>> begin DOCUMENT PASSAGE
Nelson Defends Tough Choices in FY2025 Budget Request

Nelson Defends Tough Choices in FY2025 Budget Request

NASA Administrator Bill Nelson fielded questions from House Appropriations committee members today about why the FY2025 budget request includes cuts to programs in some of their districts. The answer was that budget caps imposed by last year’s Fiscal Responsibility Act forced NASA to make tough choices. While he understands why Congress had to agree to those caps in order to avoid defaulting on the national debt, the end result is that NASA simply cannot afford everything on its plate.

The hearing before the House Appropriations Commerce-Justice-Science subcommittee was generally friendly, but members representing areas hit by the proposed funding reductions defended their interests.

Rep. David Trone (D-MD) at House Appropriations Commerce-Justice-Science subcommittee hearing April 17, 2024. Screengrab.

The testiest exchange was with Rep. David Trone (D-MD) whose district is near NASA’s Goddard Space Flight Center in Greenbelt, MD. Trone is in a tight race for the Senate seat being vacated by Sen. Ben Cardin. NASA announced on March 1 that it will “discontinue” Goddard’s On-Orbit Servicing, Assembly, and Manufacturing (OSAM-1) project designed to demonstrate refueling a spacecraft — Landsat 7 — in low Earth orbit.

Trone said cancelling OSAM would be “catastrophic for science innovation” in Maryland and result in the loss of 1,200 jobs, 600 civil servants and 600 contractors.
>> end DOCUMENT PASSAGE
> [TASKS TO PERFORM]:
1 > Based on the NASA budget article, answer yes or no to each statement and quote the exact words that decide it.
(a) The hearing took place before the House Appropriations Commerce-Justice-Science subcommittee.
(b) OSAM-1 was meant to demonstrate refueling Landsat 7 in geostationary orbit.
(c) Rep. David Trone's district is near Goddard Space Flight Center.
2 > Answer each question from the NASA budget article:
(a) Which act imposed the budget caps?
(b) On what date did NASA announce it would discontinue OSAM-1?
(c) How many jobs did Trone say cancelling OSAM would cost?
The material that comes next has no connection to the NASA budget article.
>> begin EXTRACTED ENTRIES
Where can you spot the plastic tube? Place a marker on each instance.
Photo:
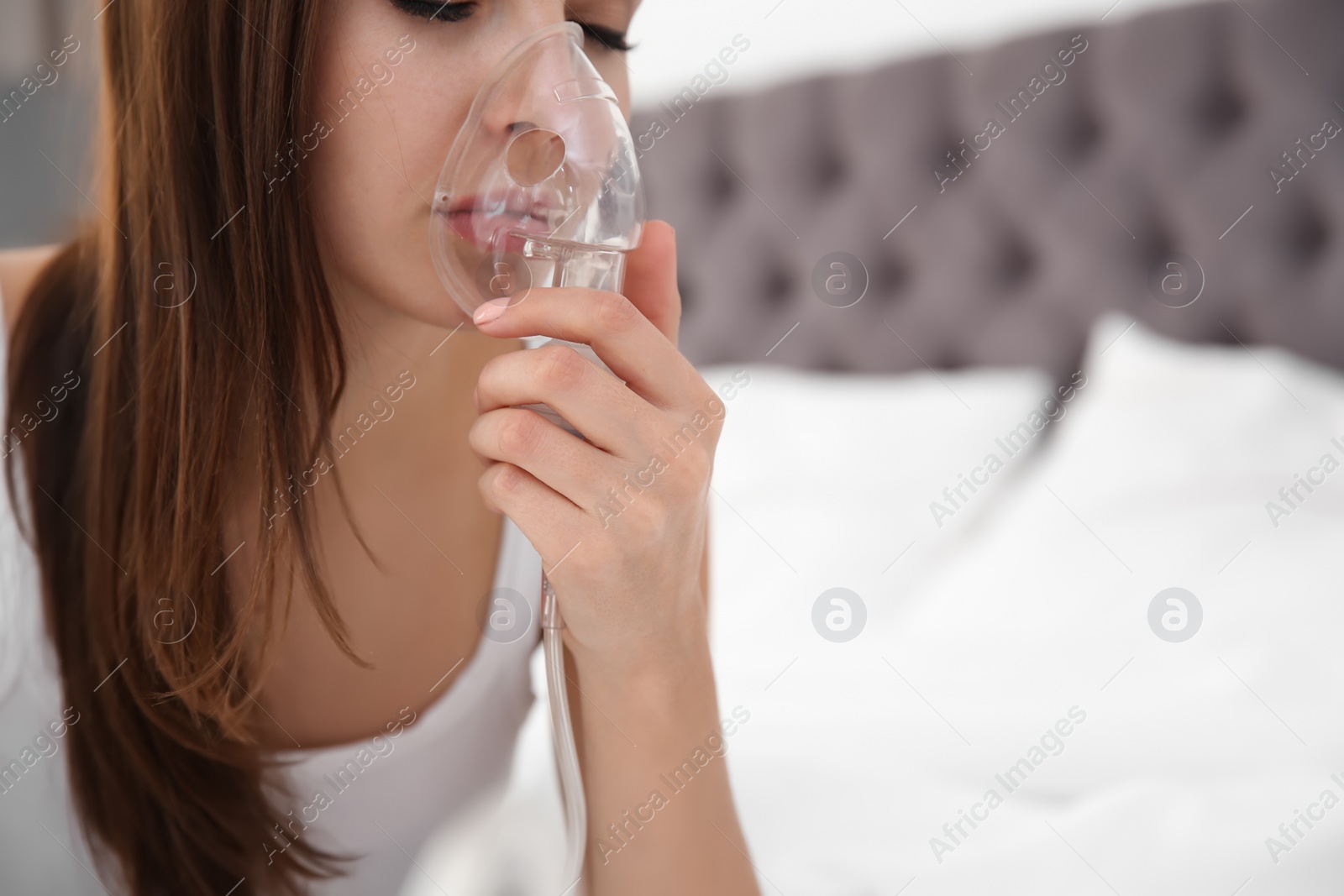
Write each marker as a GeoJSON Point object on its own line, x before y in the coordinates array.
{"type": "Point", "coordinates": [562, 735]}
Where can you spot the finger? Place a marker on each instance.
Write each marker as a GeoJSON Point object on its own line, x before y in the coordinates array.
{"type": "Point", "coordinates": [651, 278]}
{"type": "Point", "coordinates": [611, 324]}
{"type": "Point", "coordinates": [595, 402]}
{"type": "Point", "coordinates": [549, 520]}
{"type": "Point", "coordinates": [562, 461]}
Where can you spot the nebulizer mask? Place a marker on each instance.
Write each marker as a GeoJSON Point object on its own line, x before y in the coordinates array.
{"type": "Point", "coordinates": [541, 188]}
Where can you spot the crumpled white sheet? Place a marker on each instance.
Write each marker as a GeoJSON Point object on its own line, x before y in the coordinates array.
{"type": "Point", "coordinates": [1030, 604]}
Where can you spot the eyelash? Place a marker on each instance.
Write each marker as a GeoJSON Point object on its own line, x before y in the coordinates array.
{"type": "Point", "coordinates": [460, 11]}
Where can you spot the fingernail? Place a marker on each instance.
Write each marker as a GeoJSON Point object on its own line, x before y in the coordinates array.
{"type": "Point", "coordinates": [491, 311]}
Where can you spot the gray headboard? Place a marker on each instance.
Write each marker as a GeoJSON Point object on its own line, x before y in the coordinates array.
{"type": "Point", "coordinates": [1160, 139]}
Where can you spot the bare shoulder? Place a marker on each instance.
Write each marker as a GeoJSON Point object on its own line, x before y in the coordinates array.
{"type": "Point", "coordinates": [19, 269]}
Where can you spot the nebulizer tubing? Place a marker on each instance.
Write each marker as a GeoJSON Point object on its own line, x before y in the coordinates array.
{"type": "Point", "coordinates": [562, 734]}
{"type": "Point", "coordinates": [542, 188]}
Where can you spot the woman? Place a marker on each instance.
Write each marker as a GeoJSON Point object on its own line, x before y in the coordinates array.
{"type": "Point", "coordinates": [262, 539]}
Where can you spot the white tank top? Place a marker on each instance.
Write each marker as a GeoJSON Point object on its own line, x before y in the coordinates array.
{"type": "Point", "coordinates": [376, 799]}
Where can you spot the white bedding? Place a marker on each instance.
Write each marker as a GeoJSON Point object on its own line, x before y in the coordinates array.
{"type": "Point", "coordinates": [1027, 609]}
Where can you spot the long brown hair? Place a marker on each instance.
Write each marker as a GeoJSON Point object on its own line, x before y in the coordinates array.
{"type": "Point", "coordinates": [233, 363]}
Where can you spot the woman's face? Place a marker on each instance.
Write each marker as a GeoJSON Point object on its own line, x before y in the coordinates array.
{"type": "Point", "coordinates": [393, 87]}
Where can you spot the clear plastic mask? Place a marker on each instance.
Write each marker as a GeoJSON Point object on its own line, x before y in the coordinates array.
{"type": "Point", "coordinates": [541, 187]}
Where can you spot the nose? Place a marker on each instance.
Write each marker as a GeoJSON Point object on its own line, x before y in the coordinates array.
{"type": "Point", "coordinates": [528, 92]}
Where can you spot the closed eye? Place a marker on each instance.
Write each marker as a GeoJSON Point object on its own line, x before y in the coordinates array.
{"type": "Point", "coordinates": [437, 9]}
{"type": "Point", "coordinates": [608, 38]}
>> end EXTRACTED ENTRIES
> [ANSWERS FOR THIS EXERCISE]:
1 >
(a) Yes: "The hearing before the House Appropriations Commerce-Justice-Science subcommittee was generally friendly"
(b) No: "refueling a spacecraft — Landsat 7 — in low Earth orbit"
(c) Yes: "whose district is near NASA’s Goddard Space Flight Center in Greenbelt, MD"

2 >
(a) The Fiscal Responsibility Act
(b) March 1
(c) 1,200 jobs: 600 civil servants and 600 contractors